--- Data entries ---

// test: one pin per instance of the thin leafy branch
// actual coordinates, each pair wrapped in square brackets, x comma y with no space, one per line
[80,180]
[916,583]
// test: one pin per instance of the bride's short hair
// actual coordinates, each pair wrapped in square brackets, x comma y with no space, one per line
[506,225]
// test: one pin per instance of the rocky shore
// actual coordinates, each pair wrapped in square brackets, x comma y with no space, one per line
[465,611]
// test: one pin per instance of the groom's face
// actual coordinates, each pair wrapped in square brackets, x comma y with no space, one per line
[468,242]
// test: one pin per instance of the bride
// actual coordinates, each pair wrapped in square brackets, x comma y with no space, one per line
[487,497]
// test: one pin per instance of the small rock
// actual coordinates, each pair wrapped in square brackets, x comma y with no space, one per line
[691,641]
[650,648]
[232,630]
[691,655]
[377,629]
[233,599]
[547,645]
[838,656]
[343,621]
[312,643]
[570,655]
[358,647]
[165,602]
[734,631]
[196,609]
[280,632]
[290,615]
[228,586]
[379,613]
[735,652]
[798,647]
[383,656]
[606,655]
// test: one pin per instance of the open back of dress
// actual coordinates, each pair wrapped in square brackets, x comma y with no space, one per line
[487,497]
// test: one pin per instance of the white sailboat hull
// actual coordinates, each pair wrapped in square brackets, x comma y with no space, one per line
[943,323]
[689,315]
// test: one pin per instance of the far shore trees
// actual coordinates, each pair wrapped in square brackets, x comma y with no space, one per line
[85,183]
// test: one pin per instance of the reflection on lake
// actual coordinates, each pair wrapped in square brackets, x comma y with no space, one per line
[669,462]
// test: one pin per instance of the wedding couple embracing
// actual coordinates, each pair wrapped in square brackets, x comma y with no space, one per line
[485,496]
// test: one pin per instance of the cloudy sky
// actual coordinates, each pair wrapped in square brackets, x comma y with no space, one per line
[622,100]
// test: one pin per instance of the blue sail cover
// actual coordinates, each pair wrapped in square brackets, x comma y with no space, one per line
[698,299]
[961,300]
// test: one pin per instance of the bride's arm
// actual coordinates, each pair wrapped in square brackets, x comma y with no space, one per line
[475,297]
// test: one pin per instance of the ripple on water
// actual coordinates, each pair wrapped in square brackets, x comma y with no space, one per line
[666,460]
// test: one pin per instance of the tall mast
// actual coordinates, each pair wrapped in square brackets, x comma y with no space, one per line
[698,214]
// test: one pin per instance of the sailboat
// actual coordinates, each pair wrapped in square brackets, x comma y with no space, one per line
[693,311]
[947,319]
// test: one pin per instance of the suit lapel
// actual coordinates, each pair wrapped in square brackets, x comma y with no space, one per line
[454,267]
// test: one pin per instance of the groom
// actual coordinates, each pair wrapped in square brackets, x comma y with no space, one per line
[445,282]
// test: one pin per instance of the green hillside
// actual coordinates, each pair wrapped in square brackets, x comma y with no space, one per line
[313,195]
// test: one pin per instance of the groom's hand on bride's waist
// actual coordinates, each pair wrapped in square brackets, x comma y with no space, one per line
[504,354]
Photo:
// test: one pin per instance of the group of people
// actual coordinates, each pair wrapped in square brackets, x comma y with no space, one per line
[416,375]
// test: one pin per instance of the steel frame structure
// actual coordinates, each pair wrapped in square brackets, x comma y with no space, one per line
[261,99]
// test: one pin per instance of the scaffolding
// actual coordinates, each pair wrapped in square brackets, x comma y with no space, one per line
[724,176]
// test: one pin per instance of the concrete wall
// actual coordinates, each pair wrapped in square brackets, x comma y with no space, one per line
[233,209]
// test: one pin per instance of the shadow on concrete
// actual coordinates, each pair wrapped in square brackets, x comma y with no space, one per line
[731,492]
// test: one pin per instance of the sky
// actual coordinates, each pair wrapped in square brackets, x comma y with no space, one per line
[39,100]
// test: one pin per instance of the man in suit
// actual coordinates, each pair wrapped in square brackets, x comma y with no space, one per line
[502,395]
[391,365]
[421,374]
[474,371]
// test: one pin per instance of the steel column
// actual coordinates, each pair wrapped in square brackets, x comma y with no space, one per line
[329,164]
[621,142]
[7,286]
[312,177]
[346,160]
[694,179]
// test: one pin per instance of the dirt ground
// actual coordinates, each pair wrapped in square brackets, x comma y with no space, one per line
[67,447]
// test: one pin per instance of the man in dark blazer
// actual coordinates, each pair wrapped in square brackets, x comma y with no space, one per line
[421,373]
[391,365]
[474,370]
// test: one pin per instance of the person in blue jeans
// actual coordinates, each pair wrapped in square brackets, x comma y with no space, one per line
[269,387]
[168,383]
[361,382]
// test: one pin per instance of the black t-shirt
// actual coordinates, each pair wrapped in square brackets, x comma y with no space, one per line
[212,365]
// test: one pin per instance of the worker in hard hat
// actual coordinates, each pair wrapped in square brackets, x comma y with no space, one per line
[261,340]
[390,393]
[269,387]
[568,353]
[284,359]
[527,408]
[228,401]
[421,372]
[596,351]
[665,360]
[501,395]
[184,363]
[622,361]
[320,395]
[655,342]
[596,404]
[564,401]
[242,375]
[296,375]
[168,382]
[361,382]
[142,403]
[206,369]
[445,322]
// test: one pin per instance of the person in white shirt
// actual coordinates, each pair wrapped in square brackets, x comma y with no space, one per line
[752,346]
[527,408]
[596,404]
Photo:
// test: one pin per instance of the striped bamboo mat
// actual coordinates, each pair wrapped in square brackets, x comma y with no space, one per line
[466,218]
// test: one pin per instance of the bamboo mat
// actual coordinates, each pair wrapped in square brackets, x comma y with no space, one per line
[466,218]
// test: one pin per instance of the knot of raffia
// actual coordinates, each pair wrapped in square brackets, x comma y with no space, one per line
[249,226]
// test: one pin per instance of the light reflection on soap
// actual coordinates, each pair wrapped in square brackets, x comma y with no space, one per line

---

*Short task*: Please update the records by replacing "one pin per instance of" with "one point for each" throughout, leaving everything else unchanged.

*Solution to the problem*:
// test: one point for each the thin leafy branch
// actual coordinates, each pair wrapped in square brackets, x comma y with no space, one per line
[80,180]
[916,583]
// test: one point for each the bride's short hair
// actual coordinates, each pair wrapped in square brackets, x comma y with no space, one per line
[506,225]
// test: one point for each the rocky shore
// actual coordinates, each pair wrapped in square brackets, x comma y with no space, one per line
[465,611]
// test: one point for each the groom's face
// actual coordinates, each pair wrapped in square brackets, x comma y with no space, one per line
[468,242]
// test: one point for each the bride
// actual coordinates, each pair wrapped in square brackets, x comma y with no space, one per line
[487,497]
// test: one point for each the small rock
// actual coordinates, each pair wrapped in square brackets, x comma y with no space, one per line
[691,641]
[650,648]
[232,630]
[691,655]
[377,629]
[233,599]
[547,645]
[838,656]
[343,621]
[312,643]
[570,655]
[358,647]
[165,602]
[734,631]
[196,609]
[280,632]
[290,615]
[228,586]
[379,613]
[735,652]
[798,647]
[383,656]
[606,655]
// test: one point for each the open back of dress
// actual coordinates, each pair wrapped in square brackets, x comma y with no space, one per line
[487,497]
// test: one point for each the white sailboat hull
// actual coordinates, each pair wrapped in square brackets, x comma y with no space, one per line
[943,323]
[689,315]
// test: one point for each the far shore trees
// actual coordinates, each pair wrapped in square brackets, x comma y with no space, one per line
[85,183]
// test: one point for each the reflection on lake
// actual coordinates, each pair wrapped in square brackets, x comma y with no space, one per line
[669,462]
// test: one point for each the wedding couple embracing
// actual coordinates, each pair wrapped in square brackets, x comma y with no space, one per line
[485,496]
// test: one point for each the cloudy sky
// actual coordinates, each pair wrapped in square brackets, x comma y with no space, one per line
[622,100]
// test: one point for each the blue sail cover
// actual coordinates, each pair wrapped in square brackets, x comma y with no space, one per line
[698,299]
[961,300]
// test: one point for each the bride's arm
// actual coordinates, each pair wrapped in square brackets, x comma y with no space, one per line
[475,297]
// test: one point for each the ripple on water
// actual coordinates, each pair wrapped in square brackets, x comma y with no space, one per line
[666,460]
// test: one point for each the tall mast
// actual coordinates, each pair wrapped in square brackets, x comma y with no space, one per line
[698,214]
// test: one point for each the sailboat
// actual coordinates, each pair wrapped in square brackets, x comma y with no space, one per line
[693,311]
[947,319]
// test: one point for each the suit lapel
// actual coordinates, each pair wrapped in square brackets, x comma y with no space, one per line
[454,267]
// test: one point for each the groom
// actual coordinates, each pair wrapped in square brackets, x comma y with no space, one per line
[445,282]
// test: one point for each the green hillside
// actual coordinates, each pair wrapped in square brackets, x comma y with no space, one per line
[313,195]
// test: one point for each the groom's hand on bride's waist
// actual coordinates, each pair wrapped in square brackets, x comma y with no space, one per line
[504,354]
Photo:
// test: one point for each the group of people
// actual coordinates, each pair wrapped in square brackets, x comma y with no space, one per line
[416,375]
// test: one point for each the steel frame structure
// actual coordinates, each pair wrapped in square brackets, x comma y with no space, one per line
[261,99]
// test: one point for each the scaffolding
// actual coordinates, each pair wrapped in square brackets, x comma y with no space, one per line
[724,176]
// test: one point for each the concrete wall
// actual coordinates, each pair wrapped in square brackets, x comma y with no space, one per line
[233,209]
// test: one point for each the shadow on concrete
// actual coordinates, each pair wrapped in square brackets, x comma y with no space, one per line
[731,492]
// test: one point for each the sky
// actual coordinates, each pair wrapped in square brackets, x comma y with no space, one per line
[39,100]
// test: one point for each the man in suit
// actual coordinates, each pair wrapped in square brackets, x comma y with no space, one per line
[502,395]
[391,365]
[421,374]
[474,371]
// test: one point for each the steel column
// actual coordinates, each pair wrapped in square brackets, x comma y with no space, one per line
[329,164]
[621,142]
[7,286]
[312,177]
[346,160]
[694,179]
// test: one point for each the dirt ground
// actual coordinates, each pair wrapped in square brackets, x comma y with no space, one per line
[67,447]
// test: one point for each the man in dark blazer
// actual coordinates, each pair wrapped in square brackets, x comma y with no space, one per line
[421,373]
[391,365]
[474,370]
// test: one point for each the person in blue jeans
// actual coordinates, each pair wrapped in square brackets, x comma y with no space, one per line
[269,387]
[168,383]
[361,382]
// test: one point for each the black t-shirt
// actual coordinates, each pair wrapped in square brackets, x comma y with no space, one per line
[212,365]
// test: one point for each the worker in hard hat
// actual coordinates, each pair wrapped in square brackets, x comma y with no space, one per line
[261,340]
[390,393]
[269,387]
[568,353]
[284,359]
[527,408]
[228,401]
[421,372]
[596,351]
[665,360]
[501,395]
[184,363]
[622,361]
[320,395]
[655,342]
[596,404]
[564,401]
[242,375]
[296,375]
[168,382]
[361,382]
[142,403]
[206,369]
[445,322]
// test: one point for each the person in white shirt
// actual coordinates, each pair wrapped in square brackets, x comma y with no space, one per line
[752,346]
[527,408]
[596,404]
Photo:
// test: one point for each the striped bamboo mat
// actual coordinates, each pair wrapped in square brackets, x comma y with no space, one per line
[466,218]
// test: one point for each the bamboo mat
// actual coordinates, each pair wrapped in square brackets, x comma y with no space, one per line
[466,218]
// test: one point for each the knot of raffia
// actual coordinates, each pair wrapped in square brackets, x comma y with no space, one per line
[249,226]
// test: one point for each the light reflection on soap
// actual coordinates, each pair wrapped in square brackets, x comma y with no space, one per line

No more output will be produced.